[Begin Material provided]

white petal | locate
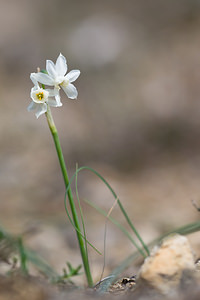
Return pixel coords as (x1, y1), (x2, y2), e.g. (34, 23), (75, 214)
(65, 70), (81, 82)
(31, 72), (54, 85)
(46, 60), (57, 78)
(30, 73), (39, 87)
(45, 89), (57, 97)
(35, 103), (47, 119)
(55, 53), (67, 76)
(48, 99), (62, 107)
(62, 83), (78, 99)
(27, 101), (37, 111)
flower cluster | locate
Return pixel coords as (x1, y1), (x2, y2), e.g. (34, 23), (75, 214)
(27, 53), (80, 118)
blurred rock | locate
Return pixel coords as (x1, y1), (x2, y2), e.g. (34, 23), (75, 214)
(138, 235), (197, 296)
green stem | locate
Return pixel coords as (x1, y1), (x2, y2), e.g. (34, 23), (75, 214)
(46, 106), (93, 287)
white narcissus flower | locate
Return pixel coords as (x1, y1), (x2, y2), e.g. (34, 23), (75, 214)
(30, 53), (80, 99)
(27, 73), (62, 118)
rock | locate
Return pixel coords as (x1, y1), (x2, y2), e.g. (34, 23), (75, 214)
(138, 234), (197, 296)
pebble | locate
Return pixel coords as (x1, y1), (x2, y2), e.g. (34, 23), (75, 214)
(138, 234), (197, 296)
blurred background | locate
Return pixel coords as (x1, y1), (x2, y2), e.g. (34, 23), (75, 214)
(0, 0), (200, 280)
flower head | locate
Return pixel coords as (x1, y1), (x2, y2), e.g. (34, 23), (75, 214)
(32, 53), (80, 99)
(27, 73), (62, 118)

[End Material provided]

#### Task requirements:
Repeat every item above word for word, leaving out any pictures.

#### Response to the task:
white petal | locate
Return pixel coords as (x1, y1), (x2, y2), e.g. (34, 23), (75, 214)
(65, 70), (81, 82)
(31, 72), (54, 85)
(46, 60), (57, 78)
(30, 73), (39, 87)
(45, 89), (57, 97)
(35, 103), (47, 119)
(55, 53), (67, 76)
(48, 99), (62, 107)
(62, 83), (78, 99)
(27, 101), (37, 111)
flower cluster | locate
Return pixel coords as (x1, y1), (x2, y2), e.g. (34, 23), (75, 214)
(27, 53), (80, 118)
blurred rock | locate
Return pixel coords as (x1, y1), (x2, y2), e.g. (34, 23), (75, 214)
(138, 235), (197, 296)
green stem | locate
Return pixel coords as (x1, y1), (x2, y2), e.g. (34, 23), (75, 214)
(46, 106), (93, 287)
white narcissus flower | locate
Return pixel coords as (x1, y1), (x2, y2), e.g. (34, 23), (75, 214)
(30, 53), (80, 99)
(27, 73), (62, 118)
rock | locate
Return pixel coords as (x1, y1), (x2, y2), e.g. (34, 23), (75, 214)
(138, 234), (197, 296)
pebble | locate
Return pixel coords as (x1, y1), (x2, y2), e.g. (34, 23), (75, 214)
(138, 234), (197, 296)
blurred background | locate
Return pixel coords as (x1, y1), (x2, y2), e.g. (34, 23), (75, 214)
(0, 0), (200, 280)
flower head | locate
Return pixel coords as (x1, y1), (x2, y2), e.g. (34, 23), (75, 214)
(32, 53), (80, 99)
(27, 73), (62, 118)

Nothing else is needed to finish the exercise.